- **Short problem**
All entries below are to be set down again, identical to the source.

Location annotation dataset excerpts:
┄┄┄┄┄┄┄┄┄┄
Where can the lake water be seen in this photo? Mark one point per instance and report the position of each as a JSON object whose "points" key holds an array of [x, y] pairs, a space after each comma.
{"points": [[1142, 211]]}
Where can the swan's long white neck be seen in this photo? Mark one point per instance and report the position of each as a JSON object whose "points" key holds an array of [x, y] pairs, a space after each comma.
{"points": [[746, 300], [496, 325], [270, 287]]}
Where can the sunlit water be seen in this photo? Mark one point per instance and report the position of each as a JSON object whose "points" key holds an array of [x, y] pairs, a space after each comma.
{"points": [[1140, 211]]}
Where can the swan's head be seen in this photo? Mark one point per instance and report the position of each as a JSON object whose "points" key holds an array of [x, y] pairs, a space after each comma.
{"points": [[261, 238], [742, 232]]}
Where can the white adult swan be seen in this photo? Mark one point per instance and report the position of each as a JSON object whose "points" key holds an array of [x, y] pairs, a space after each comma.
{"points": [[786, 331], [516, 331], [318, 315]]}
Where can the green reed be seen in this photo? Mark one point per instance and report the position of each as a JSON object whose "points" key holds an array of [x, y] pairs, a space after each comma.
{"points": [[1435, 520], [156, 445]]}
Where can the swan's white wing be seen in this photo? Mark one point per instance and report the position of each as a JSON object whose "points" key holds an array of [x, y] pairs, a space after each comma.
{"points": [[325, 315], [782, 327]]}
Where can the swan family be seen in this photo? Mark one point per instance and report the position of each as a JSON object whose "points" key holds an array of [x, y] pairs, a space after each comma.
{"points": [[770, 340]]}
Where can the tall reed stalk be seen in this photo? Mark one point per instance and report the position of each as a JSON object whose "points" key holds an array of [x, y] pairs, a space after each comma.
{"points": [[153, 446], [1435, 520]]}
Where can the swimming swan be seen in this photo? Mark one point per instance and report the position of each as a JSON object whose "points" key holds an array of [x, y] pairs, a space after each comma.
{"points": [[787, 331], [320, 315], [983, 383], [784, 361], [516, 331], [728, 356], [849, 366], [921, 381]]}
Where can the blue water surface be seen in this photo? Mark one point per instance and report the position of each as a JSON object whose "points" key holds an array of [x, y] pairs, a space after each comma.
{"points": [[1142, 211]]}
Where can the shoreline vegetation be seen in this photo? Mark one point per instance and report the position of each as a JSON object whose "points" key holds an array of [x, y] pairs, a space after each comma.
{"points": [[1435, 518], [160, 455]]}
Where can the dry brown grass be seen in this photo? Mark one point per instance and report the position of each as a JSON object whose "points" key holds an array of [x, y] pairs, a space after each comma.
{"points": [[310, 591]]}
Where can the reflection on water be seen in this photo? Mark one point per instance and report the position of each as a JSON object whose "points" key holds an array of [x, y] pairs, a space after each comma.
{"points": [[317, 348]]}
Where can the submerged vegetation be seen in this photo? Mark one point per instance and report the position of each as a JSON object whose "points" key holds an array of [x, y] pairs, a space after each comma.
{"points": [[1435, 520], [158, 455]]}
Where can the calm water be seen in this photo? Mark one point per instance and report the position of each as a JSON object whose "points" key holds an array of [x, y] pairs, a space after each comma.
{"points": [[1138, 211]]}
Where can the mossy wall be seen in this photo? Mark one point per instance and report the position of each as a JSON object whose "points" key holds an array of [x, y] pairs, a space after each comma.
┄┄┄┄┄┄┄┄┄┄
- **Solved exercise**
Where can the lake water be seen in this photo? Mark one point per instance and report the position of each as a JSON object whose "points" key holds an array of [x, y] pairs, a space after each comma.
{"points": [[1142, 211]]}
Where can the swan's long white neck be seen in this photo? Mark one point per instance and report the position of each as a JSON object whose "points" key holds an array of [x, y] pairs, a space after each comma.
{"points": [[746, 300], [496, 325], [270, 287]]}
Where can the sunlit water be seen in this photo? Mark one point per instance and report the position of each as a JSON object whose "points" key holds an array of [x, y] pairs, a space after each comma.
{"points": [[1140, 211]]}
Where can the swan's head be seen in this photo? Mark one point per instance and report the position of each as a JSON object whose "points" key holds an array of [x, y] pairs, a space after each comma.
{"points": [[261, 238], [742, 232]]}
Where can the white adult swan be seen in this photo? Mark one point per instance and report the position of each as a JSON object whose "points" key holds an array of [x, y] pairs, a space after each comma.
{"points": [[786, 331], [516, 331], [318, 315]]}
Where can the green reed be seen in this photo? Mark one point per instance and report the position of each as a JSON object whose "points" key holds an array of [x, y] pairs, a space after each comma.
{"points": [[1435, 520], [156, 445]]}
Where can the swan's white wing be seen in this photo? Mark one point per instance and report the position of each as a JSON object whose "points" key holds an array of [x, y] pairs, a space after each comma.
{"points": [[325, 315], [782, 327]]}
Where can the swan family be seen in this photo? Mark one point per instance and report the position of each as a JSON object whose "points" key holds an array of [x, y] pairs, a space after each comma.
{"points": [[770, 340]]}
Where can the tall reed stalk be seen in this photo? Mark one point per instance and report the position of each as a JSON object whose "points" key holds an array of [x, y] pairs, a space after each comma.
{"points": [[153, 446], [1435, 520]]}
Where can the swimming swan be seen in this photo? Mark one point per instance and report the position of each as a JSON object whose "points" key holds an array of [x, y] pairs, a space after each comma.
{"points": [[787, 331], [320, 315], [983, 383], [784, 361], [516, 331], [728, 356], [849, 366], [921, 381]]}
Where can the blue water surface be seen in this photo? Mark one point per instance and report the position of each as a JSON object whose "points" key holds an array of [x, y] pairs, a space after each comma.
{"points": [[1142, 211]]}
Where can the shoreline vegetation be seen in this photo? Mark one point per instance and report the position of each as a JSON object whose "points" key holds an array of [x, y] pairs, a space after each comma.
{"points": [[1435, 518], [160, 455]]}
Where can the dry brown grass be seen in this photo? Mark one point per instance and report the position of each as a JSON object whose "points" key holds an array of [x, y] pairs, a space after each comma.
{"points": [[310, 591]]}
Where can the reflection on water be seen in this photo? Mark one point per instance and report the position of each as a JSON object whose "points" key holds an array of [x, y] pairs, a space after each comma.
{"points": [[317, 348]]}
Where can the submerged vegetation be seen in this photo? Mark one point per instance and report the position of each as a JSON object whose "points" key holds an array of [x, y] pairs, a space after each comma.
{"points": [[1435, 520], [158, 455]]}
Where can the calm water be seen in this photo? Mark one point per instance and report the position of each as a JSON object whose "points" key holds an array of [x, y] pairs, a space after each comma.
{"points": [[1138, 211]]}
Where can the mossy wall be seen in this photo? Mark one point per instance and report the position of each as a JSON object whose "points" key holds an array of [x, y] pairs, a space after each comma.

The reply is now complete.